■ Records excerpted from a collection
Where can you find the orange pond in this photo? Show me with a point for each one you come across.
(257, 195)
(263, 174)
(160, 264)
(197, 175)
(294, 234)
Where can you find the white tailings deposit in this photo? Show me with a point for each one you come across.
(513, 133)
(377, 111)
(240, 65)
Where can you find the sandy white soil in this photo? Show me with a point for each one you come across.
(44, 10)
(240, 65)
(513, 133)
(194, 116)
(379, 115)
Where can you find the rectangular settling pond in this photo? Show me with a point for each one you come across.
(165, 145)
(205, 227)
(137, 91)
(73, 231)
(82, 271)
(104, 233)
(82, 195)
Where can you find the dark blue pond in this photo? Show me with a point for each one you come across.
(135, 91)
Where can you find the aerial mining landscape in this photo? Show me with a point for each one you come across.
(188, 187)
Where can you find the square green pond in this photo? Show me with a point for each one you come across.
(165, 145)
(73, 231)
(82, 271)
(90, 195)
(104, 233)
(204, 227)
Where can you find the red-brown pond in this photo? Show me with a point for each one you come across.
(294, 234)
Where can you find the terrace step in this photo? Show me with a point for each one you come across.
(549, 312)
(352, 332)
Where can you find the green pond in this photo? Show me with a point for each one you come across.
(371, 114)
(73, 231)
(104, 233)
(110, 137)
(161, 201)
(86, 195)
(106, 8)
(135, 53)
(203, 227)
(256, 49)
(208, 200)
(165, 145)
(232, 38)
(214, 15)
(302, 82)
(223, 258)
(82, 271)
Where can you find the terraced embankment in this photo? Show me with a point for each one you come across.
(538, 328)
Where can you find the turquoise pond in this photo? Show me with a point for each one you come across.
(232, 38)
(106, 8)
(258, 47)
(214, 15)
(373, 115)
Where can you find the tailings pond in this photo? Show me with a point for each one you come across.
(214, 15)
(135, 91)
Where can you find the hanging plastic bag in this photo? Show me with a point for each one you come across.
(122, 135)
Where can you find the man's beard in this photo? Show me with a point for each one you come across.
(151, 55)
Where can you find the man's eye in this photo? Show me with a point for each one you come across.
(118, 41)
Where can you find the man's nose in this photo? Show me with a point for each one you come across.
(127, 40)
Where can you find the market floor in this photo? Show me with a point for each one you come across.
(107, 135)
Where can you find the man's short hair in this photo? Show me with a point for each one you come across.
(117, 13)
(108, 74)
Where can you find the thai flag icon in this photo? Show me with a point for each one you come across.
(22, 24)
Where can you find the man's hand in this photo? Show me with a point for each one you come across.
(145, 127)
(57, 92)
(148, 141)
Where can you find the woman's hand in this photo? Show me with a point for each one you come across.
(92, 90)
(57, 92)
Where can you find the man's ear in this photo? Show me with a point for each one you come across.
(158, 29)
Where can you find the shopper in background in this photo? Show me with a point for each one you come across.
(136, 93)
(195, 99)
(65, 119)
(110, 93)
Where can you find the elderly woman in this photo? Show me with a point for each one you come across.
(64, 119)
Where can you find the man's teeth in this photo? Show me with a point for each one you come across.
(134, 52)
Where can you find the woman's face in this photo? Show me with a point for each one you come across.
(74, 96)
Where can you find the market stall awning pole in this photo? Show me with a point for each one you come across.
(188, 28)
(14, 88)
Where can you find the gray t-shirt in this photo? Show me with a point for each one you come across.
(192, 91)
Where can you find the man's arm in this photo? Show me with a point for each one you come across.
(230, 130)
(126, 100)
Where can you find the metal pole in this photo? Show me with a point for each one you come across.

■ Required work
All entries above are to be transcribed verbatim.

■ Solution below
Where can you find the orange pond in this photo? Show me with a point for each one you come across.
(257, 195)
(263, 174)
(160, 264)
(197, 175)
(294, 234)
Where can you find the white tailings deposit in this photo? Show me with a point for each one you come across.
(513, 133)
(377, 111)
(240, 65)
Where can you find the sandy white soil in this photo? Show me with a point for each one you come across.
(44, 10)
(240, 65)
(513, 133)
(194, 116)
(379, 115)
Where can you find the rectangular settling pond in this photo? Show me with a point for each one you come across.
(165, 145)
(205, 227)
(137, 91)
(73, 231)
(82, 271)
(104, 233)
(82, 195)
Where can you find the dark blue pond in this photo? Show me with a point for each one you come across.
(135, 91)
Where can you find the aerial mining landscape in this photo? Show me with a point for each one you come across.
(188, 187)
Where can you find the square green pond in this photo? Show me with a point for each one you come across.
(165, 145)
(73, 231)
(82, 271)
(90, 195)
(104, 233)
(204, 227)
Where can you find the red-brown pond in this photo? Show me with a point for each one you come across.
(294, 234)
Where can you find the terrace step in this photo? Show me with a point for each one you come across.
(549, 312)
(352, 332)
Where can you find the green pond in this photo? Show me with a point for each one you come across.
(371, 114)
(73, 231)
(104, 233)
(110, 137)
(161, 201)
(86, 195)
(106, 8)
(135, 53)
(203, 227)
(256, 49)
(208, 200)
(165, 145)
(232, 38)
(214, 15)
(302, 82)
(223, 258)
(82, 271)
Where can you find the terraced embankment in this photo? Show me with a point for each one you come across.
(538, 328)
Where can you find the turquoise pond in this photo? Show me with a point for each one you come across.
(232, 38)
(106, 8)
(258, 47)
(214, 15)
(373, 115)
Where can you find the tailings pond in this photo? Show me with a point for each one you come across.
(214, 15)
(135, 91)
Where can you find the hanging plastic bag in this photo? Show me with a point for each one you come across.
(122, 135)
Where can you find the man's beard in this photo? Show me with a point for each one you come across.
(151, 55)
Where can you find the man's eye in this photo? Show me with a point for each one you come across.
(118, 41)
Where can you find the man's nose in this photo? Show me with a point for each one you come across.
(127, 40)
Where can you find the market floor in this photo? Show me with a point for each one you come across.
(107, 135)
Where can you find the man's short hair in this photo? Show me with a point for each one you come across.
(117, 13)
(108, 74)
Where can you find the thai flag icon in this photo? Show me with a point for each one you come across.
(22, 24)
Where can you find the man's hand in this photo? Show me with a point for each one you come across.
(145, 127)
(57, 92)
(148, 141)
Where can you find the woman's hand in this photo? Show me with a point for each one you come across.
(92, 90)
(57, 92)
Where can you find the man's ear in this photo? Show me with a point for each one you come across.
(158, 29)
Where can you find the shopper in background in this photo? Show me with a point for each one you come across.
(136, 93)
(195, 99)
(65, 119)
(110, 93)
Where can you find the elderly woman in this photo? Show me with a point for each one you come across.
(64, 119)
Where can you find the man's teeth in this photo? Show me with a point for each one you come across.
(134, 52)
Where can you find the woman's face in this photo? Show me with a point for each one you come across.
(74, 96)
Where can you find the market stall awning pole in this photo? Show me with a point for each one you come across.
(188, 28)
(14, 88)
Where can you find the gray t-shirt in this photo? Show me with a point for each one you come across.
(192, 91)
Where can you find the man's arm in this photo? Show me with a point for each one you come across.
(230, 130)
(126, 100)
Where can you find the metal pole in this photo? Show me with a point for each one you come across.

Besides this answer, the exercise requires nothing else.